• [WHAT THE TASK ASKS]
Report every line of the listing below that contains the string "window".

[Point labeling dataset excerpts]
━━━
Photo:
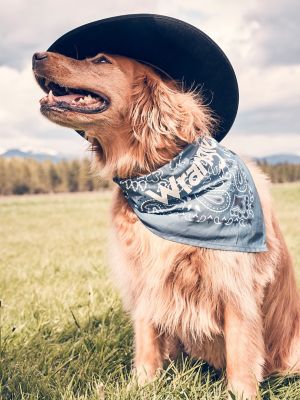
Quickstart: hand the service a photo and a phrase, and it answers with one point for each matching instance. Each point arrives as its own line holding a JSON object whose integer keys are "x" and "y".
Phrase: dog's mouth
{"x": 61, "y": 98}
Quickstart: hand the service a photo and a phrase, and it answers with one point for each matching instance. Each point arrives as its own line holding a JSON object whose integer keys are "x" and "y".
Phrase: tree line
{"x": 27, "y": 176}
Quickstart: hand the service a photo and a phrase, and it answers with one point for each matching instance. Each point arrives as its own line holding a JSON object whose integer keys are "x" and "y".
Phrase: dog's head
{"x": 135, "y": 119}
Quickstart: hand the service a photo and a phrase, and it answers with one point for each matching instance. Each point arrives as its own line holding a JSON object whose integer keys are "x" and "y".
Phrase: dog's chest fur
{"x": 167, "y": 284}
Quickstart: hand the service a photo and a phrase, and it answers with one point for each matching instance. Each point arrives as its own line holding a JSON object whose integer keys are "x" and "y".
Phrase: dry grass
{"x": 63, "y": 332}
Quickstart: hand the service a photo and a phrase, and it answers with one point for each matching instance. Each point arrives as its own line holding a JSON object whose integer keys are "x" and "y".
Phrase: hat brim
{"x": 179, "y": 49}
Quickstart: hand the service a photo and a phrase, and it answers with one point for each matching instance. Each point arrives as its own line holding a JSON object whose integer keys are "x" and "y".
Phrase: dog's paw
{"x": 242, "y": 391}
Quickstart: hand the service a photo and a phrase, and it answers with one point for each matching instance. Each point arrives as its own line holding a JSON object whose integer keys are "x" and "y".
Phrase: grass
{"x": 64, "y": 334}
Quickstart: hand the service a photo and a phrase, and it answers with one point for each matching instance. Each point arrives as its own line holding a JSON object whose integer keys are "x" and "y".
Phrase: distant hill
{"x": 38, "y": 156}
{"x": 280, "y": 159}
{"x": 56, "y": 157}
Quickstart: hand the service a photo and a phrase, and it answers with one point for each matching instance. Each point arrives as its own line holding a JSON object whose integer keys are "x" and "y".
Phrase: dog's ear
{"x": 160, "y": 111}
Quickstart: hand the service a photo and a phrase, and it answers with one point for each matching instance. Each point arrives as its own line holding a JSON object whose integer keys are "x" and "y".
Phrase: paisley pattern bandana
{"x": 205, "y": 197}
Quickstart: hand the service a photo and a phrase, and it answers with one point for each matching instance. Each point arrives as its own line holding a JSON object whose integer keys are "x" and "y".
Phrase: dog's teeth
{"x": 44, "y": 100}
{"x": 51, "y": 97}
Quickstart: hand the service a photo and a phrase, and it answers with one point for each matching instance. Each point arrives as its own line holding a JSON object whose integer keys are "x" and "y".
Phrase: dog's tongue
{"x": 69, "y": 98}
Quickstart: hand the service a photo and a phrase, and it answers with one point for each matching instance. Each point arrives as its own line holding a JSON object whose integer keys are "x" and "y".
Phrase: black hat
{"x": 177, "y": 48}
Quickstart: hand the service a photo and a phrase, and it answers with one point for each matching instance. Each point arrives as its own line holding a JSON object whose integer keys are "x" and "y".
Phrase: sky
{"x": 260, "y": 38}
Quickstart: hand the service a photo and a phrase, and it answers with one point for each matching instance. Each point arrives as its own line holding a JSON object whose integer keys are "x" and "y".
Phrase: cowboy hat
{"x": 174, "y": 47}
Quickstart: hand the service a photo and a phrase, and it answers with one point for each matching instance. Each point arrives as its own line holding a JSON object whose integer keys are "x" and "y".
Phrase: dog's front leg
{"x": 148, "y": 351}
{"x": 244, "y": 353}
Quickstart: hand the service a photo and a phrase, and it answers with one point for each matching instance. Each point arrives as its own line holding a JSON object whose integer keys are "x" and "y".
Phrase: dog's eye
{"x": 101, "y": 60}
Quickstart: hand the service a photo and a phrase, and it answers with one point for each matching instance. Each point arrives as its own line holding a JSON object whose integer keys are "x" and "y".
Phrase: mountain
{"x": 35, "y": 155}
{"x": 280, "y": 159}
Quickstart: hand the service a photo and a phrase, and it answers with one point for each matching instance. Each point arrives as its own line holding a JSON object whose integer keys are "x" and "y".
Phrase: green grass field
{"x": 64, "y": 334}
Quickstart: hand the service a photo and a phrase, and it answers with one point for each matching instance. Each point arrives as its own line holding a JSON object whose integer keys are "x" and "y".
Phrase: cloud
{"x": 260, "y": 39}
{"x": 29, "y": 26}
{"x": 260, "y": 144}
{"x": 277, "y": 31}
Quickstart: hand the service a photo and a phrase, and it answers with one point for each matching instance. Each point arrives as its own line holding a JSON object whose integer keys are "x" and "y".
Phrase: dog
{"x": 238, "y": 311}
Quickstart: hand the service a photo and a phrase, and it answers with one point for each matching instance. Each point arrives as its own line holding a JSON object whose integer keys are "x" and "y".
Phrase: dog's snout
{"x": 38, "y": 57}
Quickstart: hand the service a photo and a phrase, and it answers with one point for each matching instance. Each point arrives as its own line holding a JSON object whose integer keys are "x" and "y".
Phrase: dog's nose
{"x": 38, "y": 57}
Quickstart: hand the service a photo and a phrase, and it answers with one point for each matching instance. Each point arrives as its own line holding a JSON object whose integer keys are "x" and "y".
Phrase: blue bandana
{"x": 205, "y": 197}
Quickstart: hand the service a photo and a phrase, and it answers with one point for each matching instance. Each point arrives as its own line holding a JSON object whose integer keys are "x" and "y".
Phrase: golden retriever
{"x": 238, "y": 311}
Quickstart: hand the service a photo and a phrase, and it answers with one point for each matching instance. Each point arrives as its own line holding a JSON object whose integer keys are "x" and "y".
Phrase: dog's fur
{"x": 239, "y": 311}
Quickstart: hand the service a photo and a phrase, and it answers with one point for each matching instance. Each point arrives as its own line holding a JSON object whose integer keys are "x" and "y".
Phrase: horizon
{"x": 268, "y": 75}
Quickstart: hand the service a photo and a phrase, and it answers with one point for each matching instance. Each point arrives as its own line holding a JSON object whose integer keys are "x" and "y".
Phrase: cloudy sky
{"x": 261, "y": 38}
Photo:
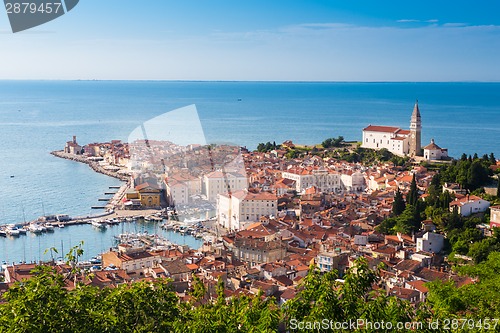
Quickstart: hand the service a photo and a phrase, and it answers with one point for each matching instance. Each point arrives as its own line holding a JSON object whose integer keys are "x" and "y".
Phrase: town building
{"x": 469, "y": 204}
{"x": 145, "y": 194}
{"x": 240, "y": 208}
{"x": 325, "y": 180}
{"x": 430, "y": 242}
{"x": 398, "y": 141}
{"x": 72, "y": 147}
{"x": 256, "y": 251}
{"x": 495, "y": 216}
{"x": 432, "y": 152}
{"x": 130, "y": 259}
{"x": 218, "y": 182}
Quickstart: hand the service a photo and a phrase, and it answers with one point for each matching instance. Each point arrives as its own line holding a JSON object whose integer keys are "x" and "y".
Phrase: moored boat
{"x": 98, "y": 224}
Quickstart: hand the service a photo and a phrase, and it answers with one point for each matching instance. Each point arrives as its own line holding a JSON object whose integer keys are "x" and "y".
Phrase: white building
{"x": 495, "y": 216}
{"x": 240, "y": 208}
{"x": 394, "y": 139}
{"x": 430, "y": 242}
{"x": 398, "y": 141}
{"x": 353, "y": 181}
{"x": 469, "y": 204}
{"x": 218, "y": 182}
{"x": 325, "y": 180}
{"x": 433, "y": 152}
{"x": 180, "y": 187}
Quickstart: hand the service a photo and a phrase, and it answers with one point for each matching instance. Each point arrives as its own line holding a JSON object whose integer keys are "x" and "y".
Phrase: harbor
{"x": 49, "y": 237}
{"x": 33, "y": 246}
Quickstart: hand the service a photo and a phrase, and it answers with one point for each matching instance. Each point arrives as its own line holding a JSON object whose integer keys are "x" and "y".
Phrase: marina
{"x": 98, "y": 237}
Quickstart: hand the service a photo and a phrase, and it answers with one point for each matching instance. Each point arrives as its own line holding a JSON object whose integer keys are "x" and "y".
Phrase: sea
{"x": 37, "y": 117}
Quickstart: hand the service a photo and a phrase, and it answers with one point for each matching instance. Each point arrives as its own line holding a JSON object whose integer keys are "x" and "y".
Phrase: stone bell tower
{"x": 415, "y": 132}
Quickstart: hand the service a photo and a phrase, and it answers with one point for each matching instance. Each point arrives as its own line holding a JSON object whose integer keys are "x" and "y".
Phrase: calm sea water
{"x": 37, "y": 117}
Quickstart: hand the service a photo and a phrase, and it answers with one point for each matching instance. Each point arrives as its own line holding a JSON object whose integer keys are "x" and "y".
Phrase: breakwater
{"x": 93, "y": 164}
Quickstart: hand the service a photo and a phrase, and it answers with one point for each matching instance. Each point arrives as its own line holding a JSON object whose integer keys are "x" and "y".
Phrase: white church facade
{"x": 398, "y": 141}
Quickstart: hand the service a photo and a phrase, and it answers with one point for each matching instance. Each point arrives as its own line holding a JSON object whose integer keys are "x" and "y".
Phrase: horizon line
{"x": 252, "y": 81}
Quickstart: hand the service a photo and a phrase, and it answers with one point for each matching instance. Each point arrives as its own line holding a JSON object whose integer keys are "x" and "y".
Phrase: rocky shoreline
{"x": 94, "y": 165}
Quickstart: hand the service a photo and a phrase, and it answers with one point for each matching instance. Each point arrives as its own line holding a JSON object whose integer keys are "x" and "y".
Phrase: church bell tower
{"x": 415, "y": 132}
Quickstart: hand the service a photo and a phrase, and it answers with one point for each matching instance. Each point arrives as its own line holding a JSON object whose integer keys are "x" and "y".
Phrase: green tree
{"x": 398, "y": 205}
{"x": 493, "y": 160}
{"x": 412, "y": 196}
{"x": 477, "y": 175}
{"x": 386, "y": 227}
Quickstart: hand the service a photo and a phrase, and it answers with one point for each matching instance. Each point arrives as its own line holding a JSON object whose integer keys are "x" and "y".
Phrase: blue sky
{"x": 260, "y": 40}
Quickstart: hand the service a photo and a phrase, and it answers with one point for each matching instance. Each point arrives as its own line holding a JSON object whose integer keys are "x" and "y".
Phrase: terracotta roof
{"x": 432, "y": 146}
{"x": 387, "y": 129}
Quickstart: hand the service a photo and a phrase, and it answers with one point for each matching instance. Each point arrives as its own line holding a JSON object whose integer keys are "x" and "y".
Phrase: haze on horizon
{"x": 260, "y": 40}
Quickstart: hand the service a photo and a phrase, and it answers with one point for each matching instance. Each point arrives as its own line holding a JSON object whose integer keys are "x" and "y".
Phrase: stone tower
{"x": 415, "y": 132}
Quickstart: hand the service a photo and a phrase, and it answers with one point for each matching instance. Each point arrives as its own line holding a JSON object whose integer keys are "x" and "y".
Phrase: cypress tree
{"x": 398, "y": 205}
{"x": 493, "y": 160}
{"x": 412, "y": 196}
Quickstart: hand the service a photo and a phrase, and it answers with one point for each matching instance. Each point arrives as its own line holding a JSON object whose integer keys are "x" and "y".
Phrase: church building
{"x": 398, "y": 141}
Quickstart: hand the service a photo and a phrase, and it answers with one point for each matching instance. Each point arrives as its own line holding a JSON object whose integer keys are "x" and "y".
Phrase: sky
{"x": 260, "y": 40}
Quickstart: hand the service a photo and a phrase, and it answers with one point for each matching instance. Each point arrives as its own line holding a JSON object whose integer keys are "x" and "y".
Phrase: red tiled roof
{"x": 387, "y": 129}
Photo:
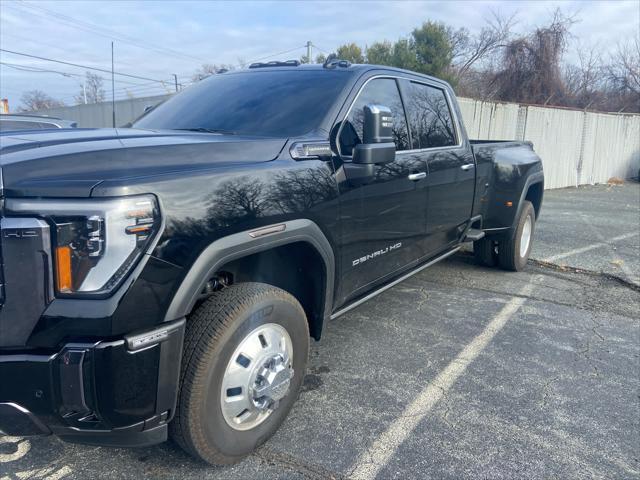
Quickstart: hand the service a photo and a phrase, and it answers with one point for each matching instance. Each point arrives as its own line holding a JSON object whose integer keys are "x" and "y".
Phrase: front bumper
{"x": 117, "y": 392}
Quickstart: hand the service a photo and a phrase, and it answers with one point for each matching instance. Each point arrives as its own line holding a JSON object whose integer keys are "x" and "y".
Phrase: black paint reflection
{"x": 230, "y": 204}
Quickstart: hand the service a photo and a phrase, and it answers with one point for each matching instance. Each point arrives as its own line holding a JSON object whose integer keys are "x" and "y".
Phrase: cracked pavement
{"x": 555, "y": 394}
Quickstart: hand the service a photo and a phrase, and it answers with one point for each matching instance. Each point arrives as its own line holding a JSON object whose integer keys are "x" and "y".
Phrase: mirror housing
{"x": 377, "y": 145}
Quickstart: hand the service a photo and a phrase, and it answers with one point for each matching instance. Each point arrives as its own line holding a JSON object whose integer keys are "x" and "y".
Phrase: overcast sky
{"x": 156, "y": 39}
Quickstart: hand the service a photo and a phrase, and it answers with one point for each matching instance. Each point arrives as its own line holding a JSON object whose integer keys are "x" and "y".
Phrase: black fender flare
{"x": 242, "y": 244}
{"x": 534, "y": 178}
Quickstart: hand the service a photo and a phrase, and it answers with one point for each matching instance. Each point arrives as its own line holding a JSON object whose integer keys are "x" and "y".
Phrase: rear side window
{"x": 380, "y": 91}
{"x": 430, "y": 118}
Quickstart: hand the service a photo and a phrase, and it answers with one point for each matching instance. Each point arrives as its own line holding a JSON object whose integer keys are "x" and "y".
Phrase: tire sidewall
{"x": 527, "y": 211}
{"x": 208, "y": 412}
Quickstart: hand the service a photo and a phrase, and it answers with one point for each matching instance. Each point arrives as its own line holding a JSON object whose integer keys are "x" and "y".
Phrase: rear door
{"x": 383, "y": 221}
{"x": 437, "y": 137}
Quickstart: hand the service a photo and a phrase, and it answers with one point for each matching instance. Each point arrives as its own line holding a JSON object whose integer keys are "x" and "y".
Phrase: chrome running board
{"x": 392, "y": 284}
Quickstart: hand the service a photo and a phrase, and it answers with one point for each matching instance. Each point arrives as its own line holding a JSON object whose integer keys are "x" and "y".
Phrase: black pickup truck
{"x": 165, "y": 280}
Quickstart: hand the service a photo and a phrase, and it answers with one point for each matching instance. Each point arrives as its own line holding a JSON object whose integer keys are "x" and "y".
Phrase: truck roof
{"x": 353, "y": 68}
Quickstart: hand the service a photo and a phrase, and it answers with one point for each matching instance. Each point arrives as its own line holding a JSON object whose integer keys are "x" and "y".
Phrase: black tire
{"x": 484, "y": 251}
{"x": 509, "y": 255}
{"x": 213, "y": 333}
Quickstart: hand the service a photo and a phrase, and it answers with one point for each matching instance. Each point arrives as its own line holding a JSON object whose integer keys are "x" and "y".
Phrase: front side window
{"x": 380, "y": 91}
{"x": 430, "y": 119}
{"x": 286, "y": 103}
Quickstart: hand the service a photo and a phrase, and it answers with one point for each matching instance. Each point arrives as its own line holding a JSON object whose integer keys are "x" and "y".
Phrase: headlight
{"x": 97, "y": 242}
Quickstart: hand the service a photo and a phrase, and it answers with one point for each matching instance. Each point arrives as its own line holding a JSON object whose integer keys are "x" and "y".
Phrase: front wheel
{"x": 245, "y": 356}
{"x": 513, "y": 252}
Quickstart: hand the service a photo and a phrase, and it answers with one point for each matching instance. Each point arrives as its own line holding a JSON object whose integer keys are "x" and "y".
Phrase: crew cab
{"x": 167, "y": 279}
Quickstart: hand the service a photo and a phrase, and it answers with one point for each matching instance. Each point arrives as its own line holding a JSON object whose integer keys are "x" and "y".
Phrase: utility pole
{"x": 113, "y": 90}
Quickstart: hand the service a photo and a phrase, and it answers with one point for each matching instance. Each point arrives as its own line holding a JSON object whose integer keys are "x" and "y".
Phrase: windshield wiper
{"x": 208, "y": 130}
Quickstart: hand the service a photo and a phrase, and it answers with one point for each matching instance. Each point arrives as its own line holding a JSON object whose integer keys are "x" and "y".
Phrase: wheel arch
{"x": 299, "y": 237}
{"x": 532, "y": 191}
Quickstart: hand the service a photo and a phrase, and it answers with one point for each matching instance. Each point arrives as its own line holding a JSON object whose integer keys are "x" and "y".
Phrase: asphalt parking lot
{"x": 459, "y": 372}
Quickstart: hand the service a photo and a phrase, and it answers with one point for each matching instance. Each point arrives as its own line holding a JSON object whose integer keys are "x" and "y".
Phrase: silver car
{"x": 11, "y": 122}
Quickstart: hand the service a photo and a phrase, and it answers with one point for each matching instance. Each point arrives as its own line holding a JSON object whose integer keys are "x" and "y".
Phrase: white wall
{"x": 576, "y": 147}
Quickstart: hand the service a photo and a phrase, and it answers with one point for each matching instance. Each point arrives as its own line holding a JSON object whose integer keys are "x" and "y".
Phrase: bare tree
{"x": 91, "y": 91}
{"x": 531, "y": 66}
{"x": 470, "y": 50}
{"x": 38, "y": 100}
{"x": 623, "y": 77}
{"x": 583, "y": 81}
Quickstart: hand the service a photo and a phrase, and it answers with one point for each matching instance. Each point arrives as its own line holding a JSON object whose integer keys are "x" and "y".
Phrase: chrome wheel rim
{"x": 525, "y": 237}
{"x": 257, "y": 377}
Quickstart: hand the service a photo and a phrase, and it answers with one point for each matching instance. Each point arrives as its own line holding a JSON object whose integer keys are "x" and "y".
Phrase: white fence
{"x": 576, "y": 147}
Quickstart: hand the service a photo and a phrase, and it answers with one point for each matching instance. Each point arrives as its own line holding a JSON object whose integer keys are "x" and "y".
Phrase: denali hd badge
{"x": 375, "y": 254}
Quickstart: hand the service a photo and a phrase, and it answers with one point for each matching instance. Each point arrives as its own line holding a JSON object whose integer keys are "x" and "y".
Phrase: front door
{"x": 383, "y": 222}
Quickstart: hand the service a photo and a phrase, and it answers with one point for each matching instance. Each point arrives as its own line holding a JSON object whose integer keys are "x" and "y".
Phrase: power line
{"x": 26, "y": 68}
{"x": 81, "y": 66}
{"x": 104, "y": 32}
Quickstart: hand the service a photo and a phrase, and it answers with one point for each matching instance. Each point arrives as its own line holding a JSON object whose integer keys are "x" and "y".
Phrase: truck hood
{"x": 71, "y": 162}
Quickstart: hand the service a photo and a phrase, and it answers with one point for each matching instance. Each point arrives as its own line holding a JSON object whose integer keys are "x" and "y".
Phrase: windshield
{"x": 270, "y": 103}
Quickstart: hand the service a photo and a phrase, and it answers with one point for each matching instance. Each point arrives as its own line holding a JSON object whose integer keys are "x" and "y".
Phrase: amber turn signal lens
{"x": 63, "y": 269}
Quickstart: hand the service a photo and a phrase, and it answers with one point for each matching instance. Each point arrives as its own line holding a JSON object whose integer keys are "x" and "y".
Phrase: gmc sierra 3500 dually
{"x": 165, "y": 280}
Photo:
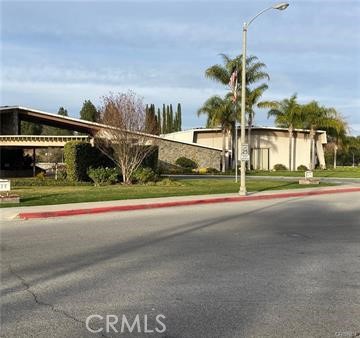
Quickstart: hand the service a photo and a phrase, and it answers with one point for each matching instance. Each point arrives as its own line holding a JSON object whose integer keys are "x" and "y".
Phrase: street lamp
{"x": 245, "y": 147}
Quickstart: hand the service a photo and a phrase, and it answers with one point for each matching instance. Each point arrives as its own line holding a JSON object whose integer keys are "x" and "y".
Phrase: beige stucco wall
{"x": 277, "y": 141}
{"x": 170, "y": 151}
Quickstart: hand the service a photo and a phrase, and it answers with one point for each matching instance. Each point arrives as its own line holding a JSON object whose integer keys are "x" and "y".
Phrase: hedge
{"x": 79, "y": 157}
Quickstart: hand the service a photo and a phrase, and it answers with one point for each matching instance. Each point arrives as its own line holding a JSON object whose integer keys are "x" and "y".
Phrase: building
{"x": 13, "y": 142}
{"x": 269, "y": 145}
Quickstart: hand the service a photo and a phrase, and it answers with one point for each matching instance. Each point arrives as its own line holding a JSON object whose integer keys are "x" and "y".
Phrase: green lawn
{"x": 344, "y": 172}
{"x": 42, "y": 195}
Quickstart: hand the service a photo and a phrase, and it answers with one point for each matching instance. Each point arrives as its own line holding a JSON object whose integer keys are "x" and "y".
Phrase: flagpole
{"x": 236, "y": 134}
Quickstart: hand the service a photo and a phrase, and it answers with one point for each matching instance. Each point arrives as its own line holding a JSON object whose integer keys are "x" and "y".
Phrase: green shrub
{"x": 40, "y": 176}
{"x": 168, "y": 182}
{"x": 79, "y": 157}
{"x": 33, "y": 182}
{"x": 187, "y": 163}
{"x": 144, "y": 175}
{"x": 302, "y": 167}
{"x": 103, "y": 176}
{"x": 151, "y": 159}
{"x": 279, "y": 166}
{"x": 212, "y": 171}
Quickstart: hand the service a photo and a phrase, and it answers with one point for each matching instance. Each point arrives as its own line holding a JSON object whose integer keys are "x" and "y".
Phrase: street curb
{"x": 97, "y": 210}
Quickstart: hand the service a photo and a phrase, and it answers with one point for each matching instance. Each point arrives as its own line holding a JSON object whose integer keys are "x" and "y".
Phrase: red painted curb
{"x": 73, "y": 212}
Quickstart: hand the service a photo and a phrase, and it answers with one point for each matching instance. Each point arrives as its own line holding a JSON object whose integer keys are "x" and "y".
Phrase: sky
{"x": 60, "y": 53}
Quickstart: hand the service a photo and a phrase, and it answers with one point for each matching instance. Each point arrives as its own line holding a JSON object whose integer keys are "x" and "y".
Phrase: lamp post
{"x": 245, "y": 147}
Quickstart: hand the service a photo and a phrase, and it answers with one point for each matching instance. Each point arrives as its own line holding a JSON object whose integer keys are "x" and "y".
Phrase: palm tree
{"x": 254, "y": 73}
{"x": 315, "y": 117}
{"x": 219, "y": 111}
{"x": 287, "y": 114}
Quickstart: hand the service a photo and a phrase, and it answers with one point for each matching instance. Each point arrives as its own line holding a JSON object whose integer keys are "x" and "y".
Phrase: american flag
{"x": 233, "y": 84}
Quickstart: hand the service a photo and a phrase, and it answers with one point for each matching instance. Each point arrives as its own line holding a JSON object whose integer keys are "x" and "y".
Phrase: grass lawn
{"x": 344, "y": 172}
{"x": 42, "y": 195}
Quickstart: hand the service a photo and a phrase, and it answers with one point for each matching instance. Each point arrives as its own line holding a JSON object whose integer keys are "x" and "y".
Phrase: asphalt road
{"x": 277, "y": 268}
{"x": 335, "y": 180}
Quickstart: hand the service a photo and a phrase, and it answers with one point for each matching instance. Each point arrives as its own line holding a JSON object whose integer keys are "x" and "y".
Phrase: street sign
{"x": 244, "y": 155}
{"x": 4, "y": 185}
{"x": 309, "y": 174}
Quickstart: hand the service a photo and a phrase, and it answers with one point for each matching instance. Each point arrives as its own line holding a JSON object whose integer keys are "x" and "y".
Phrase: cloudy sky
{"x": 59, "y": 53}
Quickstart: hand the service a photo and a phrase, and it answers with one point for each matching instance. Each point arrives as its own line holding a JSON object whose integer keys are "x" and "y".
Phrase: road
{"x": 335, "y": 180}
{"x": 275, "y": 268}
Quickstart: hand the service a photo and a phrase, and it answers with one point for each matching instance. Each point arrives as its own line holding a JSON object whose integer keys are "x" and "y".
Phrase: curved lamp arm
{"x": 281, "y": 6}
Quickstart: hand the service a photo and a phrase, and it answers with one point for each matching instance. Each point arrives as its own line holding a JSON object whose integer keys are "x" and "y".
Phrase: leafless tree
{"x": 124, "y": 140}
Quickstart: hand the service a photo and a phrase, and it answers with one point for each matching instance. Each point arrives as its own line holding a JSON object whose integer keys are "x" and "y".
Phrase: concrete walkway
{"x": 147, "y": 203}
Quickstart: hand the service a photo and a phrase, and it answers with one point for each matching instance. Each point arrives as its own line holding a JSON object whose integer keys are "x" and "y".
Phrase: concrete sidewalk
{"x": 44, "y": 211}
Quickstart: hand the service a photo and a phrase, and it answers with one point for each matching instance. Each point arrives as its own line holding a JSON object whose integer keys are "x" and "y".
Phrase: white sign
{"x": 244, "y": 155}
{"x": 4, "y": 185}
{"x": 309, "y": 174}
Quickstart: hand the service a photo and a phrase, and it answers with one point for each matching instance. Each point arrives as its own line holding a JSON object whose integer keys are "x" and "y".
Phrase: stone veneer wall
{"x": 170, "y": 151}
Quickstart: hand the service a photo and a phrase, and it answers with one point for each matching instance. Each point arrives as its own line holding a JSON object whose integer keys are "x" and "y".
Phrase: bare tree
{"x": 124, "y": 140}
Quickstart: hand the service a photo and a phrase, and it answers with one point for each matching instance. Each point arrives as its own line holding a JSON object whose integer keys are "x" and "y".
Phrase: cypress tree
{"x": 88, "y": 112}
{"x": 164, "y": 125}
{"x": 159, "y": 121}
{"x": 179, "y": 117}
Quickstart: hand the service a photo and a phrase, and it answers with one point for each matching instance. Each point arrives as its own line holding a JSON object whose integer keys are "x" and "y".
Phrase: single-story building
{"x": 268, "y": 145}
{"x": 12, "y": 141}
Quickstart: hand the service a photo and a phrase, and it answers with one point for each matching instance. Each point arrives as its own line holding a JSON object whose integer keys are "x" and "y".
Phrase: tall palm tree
━━━
• [RESULT OF THIS EXERCISE]
Phrase: rear side window
Phrase: front side window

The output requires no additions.